EXTRACTED TEXT:
That business, which makes packaged foods that are then sold by grocery stores under their own names, is for sale, and the company expects to have more news about the move this fall. There are rumors on Wall Street that TreeHouse Foods, which has been actively acquiring companies since it was spun off from Dean Foods a decade ago, is the most likely buyer.
ConAgra reported a loss of $1.2 billion, or $2.88 a share, in the quarter that ended Aug. 30, compared with profits of $482.3 million, or $1.14 a share, in the period last year.
Sales were essentially flat at $2.8 billion, as the company raised prices on its products to help offset declines in sales volumes.
Sean Connolly, a longtime food executive who became ConAgra’s chief executive in April, said in a brief interview that absent the write-down of the private label business, the company had a strong quarter. “We were able to deliver meaningful margin expansion in both our consumer and our commercial segments of business,” he said.
Mr. Connolly has embarked on a wide-ranging overhaul, forcing through painful decisions like the sale of the private label business that only two years ago was heralded as the jewel in ConAgra’s crown.
He adopted zero-based budgeting, a way of setting budgets that has become popular because of 3G Capital, the Brazilian private equity group that has used it to help strip costs from Heinz, Burger King and, more recently, Kraft Foods.
And Mr. Connolly has taken an ax to promotions and deep discounts offered to grocery stores and moved to extend payment terms with suppliers, another tactic 3G has employed.
At the same time, ConAgra is increasing its marketing budgets, determined to support brands that have long been neglected, like Orville Redenbacher’s and Hunt’s, and investing in brand extensions, like its new Healthy Choice Simply Café Steamers line of frozen entrees. They eschew artificial flavors, colors and preservatives in favor of “natural” ingredients that many consumers are seeking.
“Importantly, they command a higher price,” Mr. Connolly told analysts in a conference call after the company announced its earnings. “These products are performing well.”
The company also is reviving some of its brands. It is promoting the use of real cream in Reddi-wip, which recently unseated Cool Whip as the leading whipped topping.
Similarly, Hunt’s is emphasizing its claim that it is the only company that uses a steam process, rather than chemicals, to peel its tomatoes, a system ConAgra calls “eight hours from vine to can.”
Analysts in a conference call after the company announced its earnings expressed some concern about declining volume sales. Mr. Connolly noted that Nielsen did not track many of the distribution channels where ConAgra’s products were sold, like warehouse and convenience stores.
He also said ConAgra was getting out of what he calls “noninvestment grade” volume, or sales driven by promotional programs. “Not all volume in the food industry is created equal,” Mr. Connolly said in the interview. “The industry in general and ConAgra in particular has been overcommitted to things like 10 for 10s” — promotions in which 10 units of a product are sold for $10 — “and deep discounts.”

STATED EXERCISE A: List each line of the records that contains the string "concrete".

EXCERPTED DATA:
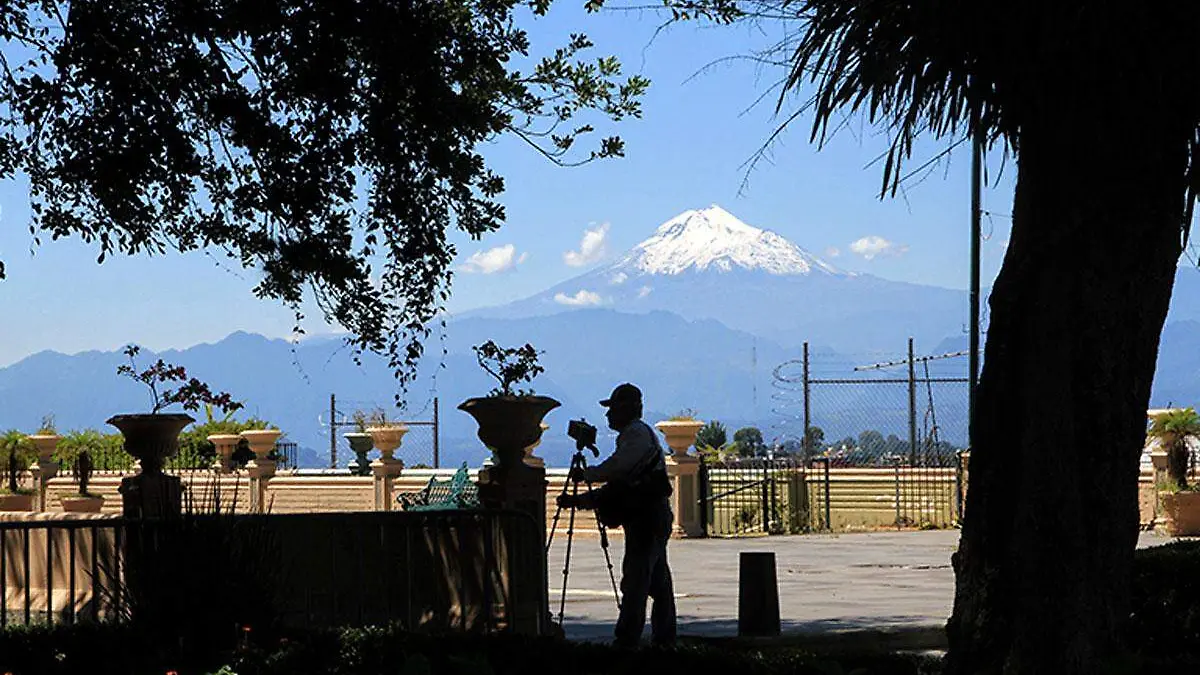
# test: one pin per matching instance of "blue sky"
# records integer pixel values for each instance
(689, 150)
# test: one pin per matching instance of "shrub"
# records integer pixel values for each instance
(712, 435)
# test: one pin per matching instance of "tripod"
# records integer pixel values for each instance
(579, 463)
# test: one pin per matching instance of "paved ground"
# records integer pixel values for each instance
(828, 584)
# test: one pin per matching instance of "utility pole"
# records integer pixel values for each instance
(333, 430)
(437, 431)
(912, 406)
(808, 410)
(976, 173)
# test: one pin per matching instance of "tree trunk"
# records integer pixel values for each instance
(1177, 457)
(1044, 562)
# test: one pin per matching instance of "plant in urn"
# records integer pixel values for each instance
(154, 437)
(509, 422)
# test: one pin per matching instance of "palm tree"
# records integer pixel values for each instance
(1175, 429)
(1098, 102)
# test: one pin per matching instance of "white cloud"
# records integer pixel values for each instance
(501, 258)
(581, 299)
(592, 248)
(875, 245)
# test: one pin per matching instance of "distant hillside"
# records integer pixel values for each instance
(701, 365)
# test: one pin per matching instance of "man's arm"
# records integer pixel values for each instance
(634, 446)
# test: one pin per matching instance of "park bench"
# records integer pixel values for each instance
(457, 493)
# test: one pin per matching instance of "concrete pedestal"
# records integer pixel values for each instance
(385, 471)
(42, 471)
(151, 496)
(684, 472)
(515, 487)
(225, 444)
(261, 472)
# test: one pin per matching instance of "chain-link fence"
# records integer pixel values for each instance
(877, 410)
(882, 434)
(420, 447)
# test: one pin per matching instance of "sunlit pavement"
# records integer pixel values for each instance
(828, 584)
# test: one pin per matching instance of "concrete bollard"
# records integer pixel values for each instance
(757, 595)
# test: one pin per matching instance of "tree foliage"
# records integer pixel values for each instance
(329, 145)
(749, 442)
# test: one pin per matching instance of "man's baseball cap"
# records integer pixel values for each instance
(624, 394)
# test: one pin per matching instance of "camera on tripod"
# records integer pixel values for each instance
(583, 434)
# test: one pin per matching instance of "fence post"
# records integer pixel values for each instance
(437, 431)
(828, 511)
(766, 501)
(808, 411)
(912, 407)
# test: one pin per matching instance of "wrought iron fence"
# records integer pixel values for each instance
(419, 449)
(877, 429)
(466, 571)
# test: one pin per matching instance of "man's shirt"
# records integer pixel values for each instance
(635, 451)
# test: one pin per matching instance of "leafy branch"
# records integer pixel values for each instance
(190, 394)
(509, 365)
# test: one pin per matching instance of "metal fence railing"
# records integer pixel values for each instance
(420, 447)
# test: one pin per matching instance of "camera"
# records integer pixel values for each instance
(583, 434)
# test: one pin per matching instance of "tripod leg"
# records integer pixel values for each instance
(558, 512)
(567, 563)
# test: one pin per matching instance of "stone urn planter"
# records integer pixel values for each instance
(387, 438)
(78, 503)
(531, 459)
(45, 444)
(225, 444)
(509, 424)
(360, 444)
(262, 441)
(151, 438)
(681, 434)
(19, 501)
(1182, 511)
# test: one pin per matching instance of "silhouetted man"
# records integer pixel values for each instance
(636, 466)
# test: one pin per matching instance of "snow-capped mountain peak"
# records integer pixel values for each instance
(714, 238)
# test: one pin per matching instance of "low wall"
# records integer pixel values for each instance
(432, 572)
(861, 499)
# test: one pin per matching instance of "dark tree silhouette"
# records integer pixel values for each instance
(712, 435)
(1098, 105)
(749, 441)
(329, 145)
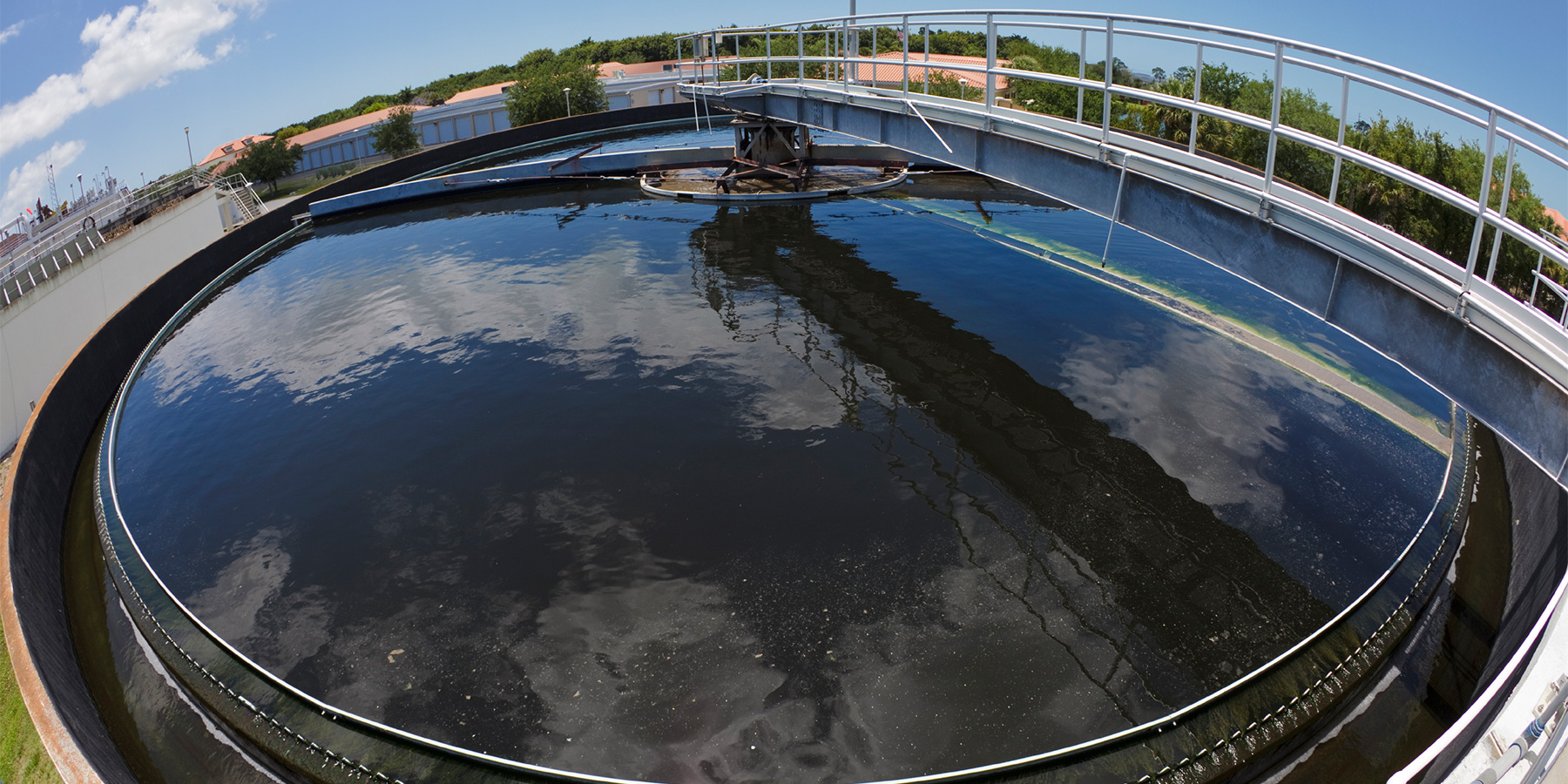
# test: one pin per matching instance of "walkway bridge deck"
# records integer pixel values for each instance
(1499, 358)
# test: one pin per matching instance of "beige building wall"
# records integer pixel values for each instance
(41, 331)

STATED EXERCISE B: Rewrite the passage of the ConAgra article between "The company also" and "leading whipped topping.", inclusive, so that "real cream" becomes "fresh cream".

EXERCISE SOLUTION A:
# test: one pin per matching instance of "concrete pedestal"
# test: one pin per matching instance of "concrete bollard"

EXERCISE SOLUTION B:
The company also is reviving some of its brands. It is promoting the use of fresh cream in Reddi-wip, which recently unseated Cool Whip as the leading whipped topping.